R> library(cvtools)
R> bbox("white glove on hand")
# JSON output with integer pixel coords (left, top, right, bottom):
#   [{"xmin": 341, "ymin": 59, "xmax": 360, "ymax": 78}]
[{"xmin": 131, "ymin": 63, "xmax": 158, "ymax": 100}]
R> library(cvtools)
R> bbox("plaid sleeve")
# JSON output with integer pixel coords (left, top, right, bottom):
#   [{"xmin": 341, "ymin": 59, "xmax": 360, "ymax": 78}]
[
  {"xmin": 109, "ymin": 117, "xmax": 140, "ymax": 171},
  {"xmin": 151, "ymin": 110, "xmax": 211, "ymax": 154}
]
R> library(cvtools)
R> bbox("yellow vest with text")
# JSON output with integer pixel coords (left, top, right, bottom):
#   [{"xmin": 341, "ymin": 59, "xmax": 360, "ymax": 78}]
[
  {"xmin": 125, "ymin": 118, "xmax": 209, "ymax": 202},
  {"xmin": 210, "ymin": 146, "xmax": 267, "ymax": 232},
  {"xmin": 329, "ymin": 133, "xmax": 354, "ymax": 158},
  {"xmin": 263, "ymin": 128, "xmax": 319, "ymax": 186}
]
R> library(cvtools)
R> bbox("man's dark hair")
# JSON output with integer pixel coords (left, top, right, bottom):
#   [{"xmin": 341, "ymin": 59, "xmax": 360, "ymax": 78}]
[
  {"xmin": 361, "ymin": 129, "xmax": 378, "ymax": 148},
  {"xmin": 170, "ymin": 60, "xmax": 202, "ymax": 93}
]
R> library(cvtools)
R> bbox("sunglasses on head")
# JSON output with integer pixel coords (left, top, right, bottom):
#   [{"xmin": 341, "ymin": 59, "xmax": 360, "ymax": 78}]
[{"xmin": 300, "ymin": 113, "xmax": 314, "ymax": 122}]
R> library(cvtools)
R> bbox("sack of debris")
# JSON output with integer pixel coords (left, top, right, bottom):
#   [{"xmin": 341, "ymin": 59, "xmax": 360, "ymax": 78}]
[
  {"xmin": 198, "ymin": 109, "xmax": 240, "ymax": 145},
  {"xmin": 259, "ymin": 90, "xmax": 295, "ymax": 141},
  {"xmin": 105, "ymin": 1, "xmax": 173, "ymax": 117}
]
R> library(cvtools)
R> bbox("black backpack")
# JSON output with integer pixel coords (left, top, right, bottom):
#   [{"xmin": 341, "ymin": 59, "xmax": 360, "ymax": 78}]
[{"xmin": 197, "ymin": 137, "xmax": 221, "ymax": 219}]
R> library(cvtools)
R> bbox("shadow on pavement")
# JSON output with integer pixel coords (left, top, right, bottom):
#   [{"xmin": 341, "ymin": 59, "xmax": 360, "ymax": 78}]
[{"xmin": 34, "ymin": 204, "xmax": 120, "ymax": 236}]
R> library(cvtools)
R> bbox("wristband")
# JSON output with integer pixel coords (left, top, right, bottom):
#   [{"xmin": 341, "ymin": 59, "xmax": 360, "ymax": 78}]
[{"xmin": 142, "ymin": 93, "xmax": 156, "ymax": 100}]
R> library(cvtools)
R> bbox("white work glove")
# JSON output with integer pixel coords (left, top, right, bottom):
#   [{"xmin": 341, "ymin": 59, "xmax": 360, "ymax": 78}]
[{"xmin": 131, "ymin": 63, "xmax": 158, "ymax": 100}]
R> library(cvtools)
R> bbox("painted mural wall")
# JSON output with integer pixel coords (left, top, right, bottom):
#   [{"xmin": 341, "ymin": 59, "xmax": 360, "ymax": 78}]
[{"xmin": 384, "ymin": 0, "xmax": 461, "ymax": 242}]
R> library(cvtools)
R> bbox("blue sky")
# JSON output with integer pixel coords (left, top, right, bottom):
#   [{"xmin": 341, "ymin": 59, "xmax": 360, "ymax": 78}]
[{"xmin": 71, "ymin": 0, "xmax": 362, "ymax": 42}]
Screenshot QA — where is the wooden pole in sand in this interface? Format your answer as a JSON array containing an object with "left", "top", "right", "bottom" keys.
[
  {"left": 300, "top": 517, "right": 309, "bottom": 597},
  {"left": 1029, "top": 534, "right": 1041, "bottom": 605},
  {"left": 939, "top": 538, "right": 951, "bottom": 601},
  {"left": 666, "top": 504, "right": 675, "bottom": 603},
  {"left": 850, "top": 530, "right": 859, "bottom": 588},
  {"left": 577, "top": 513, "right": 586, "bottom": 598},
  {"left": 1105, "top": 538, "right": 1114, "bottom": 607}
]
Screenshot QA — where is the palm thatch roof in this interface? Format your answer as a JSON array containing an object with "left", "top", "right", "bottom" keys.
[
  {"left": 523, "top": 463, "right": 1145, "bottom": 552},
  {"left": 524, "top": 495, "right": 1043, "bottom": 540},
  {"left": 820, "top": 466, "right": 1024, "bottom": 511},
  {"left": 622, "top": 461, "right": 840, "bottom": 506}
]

_Exercise brief_
All of the data needs to be reproduced exactly, with no line missing.

_Result of the exercise_
R> library(cvtools)
R> bbox("white glove on hand")
# JSON output with integer pixel coords (left, top, right, bottom):
#   [{"xmin": 341, "ymin": 59, "xmax": 360, "ymax": 78}]
[{"xmin": 131, "ymin": 63, "xmax": 158, "ymax": 100}]
R> library(cvtools)
R> bbox("plaid sleeve")
# JSON output with integer pixel coords (left, top, right, bottom):
#   [{"xmin": 341, "ymin": 59, "xmax": 360, "ymax": 78}]
[
  {"xmin": 109, "ymin": 117, "xmax": 140, "ymax": 171},
  {"xmin": 151, "ymin": 110, "xmax": 211, "ymax": 154}
]
R> library(cvtools)
R> bbox("yellow vest with text")
# JSON output with integer pixel coords (left, top, right, bottom):
#   [{"xmin": 341, "ymin": 59, "xmax": 360, "ymax": 78}]
[
  {"xmin": 125, "ymin": 118, "xmax": 209, "ymax": 202},
  {"xmin": 210, "ymin": 146, "xmax": 267, "ymax": 232},
  {"xmin": 329, "ymin": 133, "xmax": 354, "ymax": 158},
  {"xmin": 263, "ymin": 128, "xmax": 319, "ymax": 186}
]
R> library(cvtools)
R> bbox("man's dark hair")
# JSON output with integer pixel coords (left, top, right, bottom):
#   [{"xmin": 341, "ymin": 59, "xmax": 360, "ymax": 78}]
[
  {"xmin": 361, "ymin": 129, "xmax": 378, "ymax": 148},
  {"xmin": 170, "ymin": 60, "xmax": 202, "ymax": 93}
]
R> library(cvtools)
R> bbox("sunglasses on head")
# JSON output with integer pixel coords (left, top, right, bottom):
#   [{"xmin": 341, "ymin": 59, "xmax": 360, "ymax": 78}]
[{"xmin": 300, "ymin": 113, "xmax": 314, "ymax": 122}]
R> library(cvtools)
R> bbox("sack of debris")
# JSON output with integer pixel coords (left, top, right, bottom):
#   [{"xmin": 341, "ymin": 59, "xmax": 360, "ymax": 78}]
[
  {"xmin": 198, "ymin": 109, "xmax": 240, "ymax": 145},
  {"xmin": 259, "ymin": 90, "xmax": 295, "ymax": 141},
  {"xmin": 105, "ymin": 1, "xmax": 173, "ymax": 117}
]
R> library(cvtools)
R> bbox("black backpack")
# JSON output with integer pixel coords (left, top, right, bottom):
#   [{"xmin": 341, "ymin": 59, "xmax": 360, "ymax": 78}]
[{"xmin": 197, "ymin": 137, "xmax": 221, "ymax": 219}]
R> library(cvtools)
R> bbox("shadow on pavement")
# JSON output with integer pixel coords (left, top, right, bottom):
#   [{"xmin": 341, "ymin": 59, "xmax": 360, "ymax": 78}]
[{"xmin": 34, "ymin": 204, "xmax": 120, "ymax": 236}]
R> library(cvtools)
R> bbox("wristband")
# JSON output with integer pixel coords (left, top, right, bottom):
#   [{"xmin": 341, "ymin": 59, "xmax": 360, "ymax": 78}]
[{"xmin": 142, "ymin": 93, "xmax": 156, "ymax": 100}]
R> library(cvtools)
R> bbox("white work glove")
# JSON output with integer pixel coords (left, top, right, bottom):
#   [{"xmin": 341, "ymin": 59, "xmax": 360, "ymax": 78}]
[{"xmin": 131, "ymin": 63, "xmax": 158, "ymax": 100}]
R> library(cvtools)
R> bbox("painted mural wall")
# JSON output with integer pixel coords (left, top, right, bottom):
#   [{"xmin": 341, "ymin": 59, "xmax": 360, "ymax": 78}]
[{"xmin": 384, "ymin": 0, "xmax": 461, "ymax": 242}]
R> library(cvtools)
R> bbox("blue sky")
# JSON output with integer pixel coords (left, top, right, bottom):
#   [{"xmin": 341, "ymin": 59, "xmax": 360, "ymax": 78}]
[{"xmin": 71, "ymin": 0, "xmax": 362, "ymax": 42}]
Screenshot QA — where is the wooden pole in sand in this interface? Format your answer as a JSON array containing an object with "left", "top", "right", "bottom" keys.
[
  {"left": 300, "top": 517, "right": 309, "bottom": 597},
  {"left": 1029, "top": 534, "right": 1041, "bottom": 605},
  {"left": 939, "top": 538, "right": 951, "bottom": 601},
  {"left": 666, "top": 504, "right": 675, "bottom": 603},
  {"left": 850, "top": 530, "right": 859, "bottom": 588},
  {"left": 577, "top": 513, "right": 586, "bottom": 598},
  {"left": 1105, "top": 538, "right": 1114, "bottom": 607}
]
Screenshot QA — where is the palm thatch roof in this interface? Format your answer as a JSON array containing an object with "left", "top", "right", "bottom" keys.
[
  {"left": 523, "top": 463, "right": 1145, "bottom": 552},
  {"left": 524, "top": 495, "right": 1043, "bottom": 540},
  {"left": 820, "top": 466, "right": 1024, "bottom": 511},
  {"left": 622, "top": 461, "right": 840, "bottom": 506}
]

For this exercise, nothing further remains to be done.